TEXT SHOWN
********************

The ground was of good quality and was sought after by other clubs. On two occasions, the St Kilda Football Club, which played in the Victorian Football League and often endured a disharmonious relationship with its landlord, the St Kilda Cricket Club, considered a move to the ground: once in 1933, when its committee recommended it but the club did not proceed; and again in 1959, when a request to the council for a 50-year lease was rejected. Prahran played its VFA home games at the venue in 1948 when its home ground at Toorak Park was unavailable. In 1954, the Elsternwick Amateur Football Club was evicted from the main ground, and the Brighton Soccer Club leased the ground in its place, sharing it on alternate weekends with the Brighton Football Club; it was the first time a VFA team had shared a ground with a soccer team, which caused great concern within the VFA at the time.

The venue was unavailable for football in 1961 due to re-surfacing works, and upon completion of the works, the Brighton Football Club, which by this time was struggling to survive, was not offered a new lease. Brighton merged with South Caulfield and moved to Princes Park, Caulfield.

===VASA soccer===
The Victorian Amateur Soccer Association became the venue's winter tenant, turning the main Elsternwick Park oval into a dedicated soccer venue during winter.

********************

YOUR GOAL
Resume the passage on Elsternwick Park's tenants, picking up right after its final sentence.

Data for grounding referring expressions:
********************

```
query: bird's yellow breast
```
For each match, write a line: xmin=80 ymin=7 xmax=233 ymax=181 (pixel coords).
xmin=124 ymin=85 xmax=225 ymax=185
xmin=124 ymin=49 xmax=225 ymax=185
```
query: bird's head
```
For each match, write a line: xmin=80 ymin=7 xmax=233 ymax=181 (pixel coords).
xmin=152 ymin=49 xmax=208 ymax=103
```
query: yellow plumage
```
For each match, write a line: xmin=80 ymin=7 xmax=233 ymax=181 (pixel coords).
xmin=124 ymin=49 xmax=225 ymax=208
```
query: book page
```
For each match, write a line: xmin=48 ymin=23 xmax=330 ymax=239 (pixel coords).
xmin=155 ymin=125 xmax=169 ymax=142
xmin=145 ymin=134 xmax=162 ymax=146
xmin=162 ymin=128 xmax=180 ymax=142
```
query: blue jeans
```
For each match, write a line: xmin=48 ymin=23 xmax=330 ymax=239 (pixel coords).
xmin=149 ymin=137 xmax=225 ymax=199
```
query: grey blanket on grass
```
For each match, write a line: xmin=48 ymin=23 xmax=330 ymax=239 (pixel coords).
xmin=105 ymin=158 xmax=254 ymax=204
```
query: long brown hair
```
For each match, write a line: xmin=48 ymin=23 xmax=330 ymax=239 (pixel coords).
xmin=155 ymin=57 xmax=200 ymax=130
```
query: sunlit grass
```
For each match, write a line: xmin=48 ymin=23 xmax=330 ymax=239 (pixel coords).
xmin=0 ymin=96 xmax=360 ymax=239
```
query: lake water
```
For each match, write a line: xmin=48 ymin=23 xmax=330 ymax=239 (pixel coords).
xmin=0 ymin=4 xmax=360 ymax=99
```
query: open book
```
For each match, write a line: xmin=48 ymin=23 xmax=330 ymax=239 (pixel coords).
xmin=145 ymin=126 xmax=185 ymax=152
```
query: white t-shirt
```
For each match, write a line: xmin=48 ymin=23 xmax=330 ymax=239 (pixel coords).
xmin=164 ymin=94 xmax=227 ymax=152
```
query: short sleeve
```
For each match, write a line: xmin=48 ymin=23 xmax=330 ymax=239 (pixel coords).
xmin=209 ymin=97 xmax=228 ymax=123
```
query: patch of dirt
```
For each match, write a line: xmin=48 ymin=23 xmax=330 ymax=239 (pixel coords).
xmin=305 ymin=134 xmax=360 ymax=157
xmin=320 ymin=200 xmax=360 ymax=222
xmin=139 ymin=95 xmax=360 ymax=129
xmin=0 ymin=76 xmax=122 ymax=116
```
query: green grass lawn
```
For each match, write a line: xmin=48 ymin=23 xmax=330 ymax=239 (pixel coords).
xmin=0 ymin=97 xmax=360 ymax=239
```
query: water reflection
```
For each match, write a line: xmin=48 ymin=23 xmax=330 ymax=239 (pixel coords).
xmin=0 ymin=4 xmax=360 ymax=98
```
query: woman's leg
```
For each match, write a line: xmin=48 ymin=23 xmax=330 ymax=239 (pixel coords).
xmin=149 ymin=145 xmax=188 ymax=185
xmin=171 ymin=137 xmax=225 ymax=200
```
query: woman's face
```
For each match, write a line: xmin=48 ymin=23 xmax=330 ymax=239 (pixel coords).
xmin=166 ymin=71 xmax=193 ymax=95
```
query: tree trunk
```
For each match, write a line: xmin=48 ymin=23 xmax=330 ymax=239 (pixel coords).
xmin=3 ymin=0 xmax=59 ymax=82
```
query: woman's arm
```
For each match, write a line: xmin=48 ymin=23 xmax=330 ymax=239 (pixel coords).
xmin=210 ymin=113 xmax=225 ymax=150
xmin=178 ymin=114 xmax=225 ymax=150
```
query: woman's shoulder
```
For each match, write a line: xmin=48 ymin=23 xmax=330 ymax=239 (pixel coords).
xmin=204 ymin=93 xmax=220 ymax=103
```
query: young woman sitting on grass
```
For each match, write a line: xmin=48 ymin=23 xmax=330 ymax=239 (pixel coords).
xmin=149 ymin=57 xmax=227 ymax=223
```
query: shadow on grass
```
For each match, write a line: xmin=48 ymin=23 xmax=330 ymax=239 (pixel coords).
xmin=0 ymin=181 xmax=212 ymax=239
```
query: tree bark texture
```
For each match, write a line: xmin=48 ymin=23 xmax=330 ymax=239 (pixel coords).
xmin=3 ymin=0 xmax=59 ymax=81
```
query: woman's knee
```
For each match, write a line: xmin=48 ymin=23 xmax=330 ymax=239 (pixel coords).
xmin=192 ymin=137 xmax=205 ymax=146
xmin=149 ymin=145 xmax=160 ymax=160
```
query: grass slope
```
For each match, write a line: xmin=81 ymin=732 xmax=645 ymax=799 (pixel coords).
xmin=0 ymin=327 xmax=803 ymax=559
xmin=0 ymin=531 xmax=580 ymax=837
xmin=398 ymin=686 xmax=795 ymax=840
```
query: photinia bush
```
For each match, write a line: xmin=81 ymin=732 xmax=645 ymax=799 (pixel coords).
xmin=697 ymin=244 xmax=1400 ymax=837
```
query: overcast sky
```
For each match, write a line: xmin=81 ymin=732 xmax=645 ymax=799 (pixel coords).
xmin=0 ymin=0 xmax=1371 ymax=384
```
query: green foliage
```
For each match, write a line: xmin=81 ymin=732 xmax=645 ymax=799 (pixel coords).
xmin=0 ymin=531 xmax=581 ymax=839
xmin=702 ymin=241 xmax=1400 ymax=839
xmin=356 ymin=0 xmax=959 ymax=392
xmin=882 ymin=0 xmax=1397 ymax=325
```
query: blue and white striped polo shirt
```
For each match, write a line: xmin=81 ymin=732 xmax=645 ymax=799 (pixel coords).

********************

RESPONSE AREA
===VAFA football===
The Victorian Amateur Football Association has been the main tenant at Elsternwick Park since 1967, and it is now the association's primary home base; it serves as the association's administrative headquarters, the training base of its umpires, and is a venue for finals matches. Since 2003, the venue has had floodlights suitable for night football and has been known as Sportscover Arena as part of Sportscover's sponsorship deal with the VAFA. Sportscover Arena remains the home of the Elsternwick Cricket Club in the Victorian Sub-District Cricket Association. The Elsternwick Football Club, which still plays in the VAFA, now uses the park's No. 2 oval (known since 2019 as the Holmes-Todd Oval), located to the immediate west of the main oval, as its home ground. Since 2009, the Community Cup, an annual charity match played between a team of Melbourne musicians and a team of community radio personalities, has been held at the ground.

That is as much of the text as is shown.